- **Task details**: Repeat exactly the lines from the one containing "Target: scarf" through the last line of the records below, both included, and nothing else.

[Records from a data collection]

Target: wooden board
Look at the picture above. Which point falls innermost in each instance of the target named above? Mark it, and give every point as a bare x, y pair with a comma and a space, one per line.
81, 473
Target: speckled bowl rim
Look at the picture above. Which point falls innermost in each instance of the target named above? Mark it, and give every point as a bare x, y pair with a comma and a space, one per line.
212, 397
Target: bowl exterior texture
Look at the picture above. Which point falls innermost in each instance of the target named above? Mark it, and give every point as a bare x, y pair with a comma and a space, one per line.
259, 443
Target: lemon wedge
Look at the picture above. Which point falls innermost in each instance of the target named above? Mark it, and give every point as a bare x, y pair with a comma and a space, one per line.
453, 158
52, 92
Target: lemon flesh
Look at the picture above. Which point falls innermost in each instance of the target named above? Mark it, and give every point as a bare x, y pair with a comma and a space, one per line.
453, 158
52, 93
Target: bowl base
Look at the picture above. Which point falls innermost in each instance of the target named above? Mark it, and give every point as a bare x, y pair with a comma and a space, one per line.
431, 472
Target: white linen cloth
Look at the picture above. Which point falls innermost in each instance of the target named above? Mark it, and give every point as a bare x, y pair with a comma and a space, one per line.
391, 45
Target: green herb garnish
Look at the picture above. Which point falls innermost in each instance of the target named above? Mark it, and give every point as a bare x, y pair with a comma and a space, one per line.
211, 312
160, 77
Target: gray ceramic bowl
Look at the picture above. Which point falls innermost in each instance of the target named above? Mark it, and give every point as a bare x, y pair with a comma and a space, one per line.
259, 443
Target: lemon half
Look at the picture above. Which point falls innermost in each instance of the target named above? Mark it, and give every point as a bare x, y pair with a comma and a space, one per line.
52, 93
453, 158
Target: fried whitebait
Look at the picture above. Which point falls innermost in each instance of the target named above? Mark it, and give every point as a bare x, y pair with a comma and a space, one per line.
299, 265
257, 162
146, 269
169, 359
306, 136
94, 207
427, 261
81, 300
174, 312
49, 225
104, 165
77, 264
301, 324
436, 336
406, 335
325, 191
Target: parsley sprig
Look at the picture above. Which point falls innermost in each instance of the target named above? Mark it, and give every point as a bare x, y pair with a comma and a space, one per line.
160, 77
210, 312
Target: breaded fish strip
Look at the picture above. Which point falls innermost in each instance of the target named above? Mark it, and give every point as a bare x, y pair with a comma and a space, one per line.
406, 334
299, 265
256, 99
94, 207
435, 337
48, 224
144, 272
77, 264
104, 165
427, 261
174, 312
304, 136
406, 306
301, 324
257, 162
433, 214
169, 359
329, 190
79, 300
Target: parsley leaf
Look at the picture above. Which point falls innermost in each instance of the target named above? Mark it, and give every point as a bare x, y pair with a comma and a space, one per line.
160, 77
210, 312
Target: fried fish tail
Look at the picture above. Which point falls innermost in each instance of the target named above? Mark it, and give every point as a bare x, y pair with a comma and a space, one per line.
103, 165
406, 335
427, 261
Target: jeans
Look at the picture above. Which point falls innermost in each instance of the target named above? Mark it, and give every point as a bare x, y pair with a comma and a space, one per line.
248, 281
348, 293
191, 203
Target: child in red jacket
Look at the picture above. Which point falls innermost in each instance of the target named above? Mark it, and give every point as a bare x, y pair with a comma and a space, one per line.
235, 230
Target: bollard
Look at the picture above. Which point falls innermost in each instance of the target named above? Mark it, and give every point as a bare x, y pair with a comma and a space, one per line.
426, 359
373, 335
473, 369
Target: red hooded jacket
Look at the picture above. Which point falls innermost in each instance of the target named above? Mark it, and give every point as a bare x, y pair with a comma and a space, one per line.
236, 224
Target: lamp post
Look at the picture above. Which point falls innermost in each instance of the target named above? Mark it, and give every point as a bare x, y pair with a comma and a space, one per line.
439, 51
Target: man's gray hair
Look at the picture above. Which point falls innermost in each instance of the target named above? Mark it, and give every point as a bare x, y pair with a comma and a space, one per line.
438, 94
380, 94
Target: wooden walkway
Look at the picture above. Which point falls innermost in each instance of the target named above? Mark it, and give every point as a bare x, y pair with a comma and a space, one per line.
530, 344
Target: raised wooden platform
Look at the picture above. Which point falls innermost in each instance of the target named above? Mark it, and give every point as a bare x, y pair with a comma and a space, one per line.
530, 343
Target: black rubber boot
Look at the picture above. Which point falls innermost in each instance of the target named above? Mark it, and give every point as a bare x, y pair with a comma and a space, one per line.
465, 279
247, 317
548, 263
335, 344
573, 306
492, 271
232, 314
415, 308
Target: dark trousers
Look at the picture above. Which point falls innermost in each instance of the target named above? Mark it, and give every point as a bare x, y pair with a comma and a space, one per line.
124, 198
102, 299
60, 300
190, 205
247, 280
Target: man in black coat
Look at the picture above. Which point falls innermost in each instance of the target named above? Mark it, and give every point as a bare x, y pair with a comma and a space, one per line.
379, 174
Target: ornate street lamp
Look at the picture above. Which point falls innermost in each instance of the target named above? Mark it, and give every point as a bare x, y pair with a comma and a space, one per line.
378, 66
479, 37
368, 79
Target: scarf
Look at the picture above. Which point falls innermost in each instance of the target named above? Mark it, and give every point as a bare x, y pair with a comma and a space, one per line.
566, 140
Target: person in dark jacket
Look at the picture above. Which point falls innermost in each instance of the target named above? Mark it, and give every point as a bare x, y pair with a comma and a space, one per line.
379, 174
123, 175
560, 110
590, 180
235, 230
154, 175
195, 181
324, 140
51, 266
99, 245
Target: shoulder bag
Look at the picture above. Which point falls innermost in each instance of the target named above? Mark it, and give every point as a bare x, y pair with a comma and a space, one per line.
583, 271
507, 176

- **Solution to this problem**:
Target: scarf
Look at the picture above. Which point falls innermost in each instance of the target named above? Mark it, and give every point as a bare x, y pair with a comma and a space, one per line.
566, 140
Target: person in dark jacket
Look at the picture above. Which point falls innermost in each instance of the target named above? Mark it, and give every point as a bare x, y pair with a comma and a space, one per line.
379, 174
123, 175
560, 110
590, 180
235, 230
154, 175
195, 181
324, 140
51, 266
99, 245
Target: shoulder bag
Look at the picture above. Which point falls innermost in each instance of the target named above? Mark it, and give every point as a bare x, y pair with a comma and a space, one per line.
583, 271
507, 176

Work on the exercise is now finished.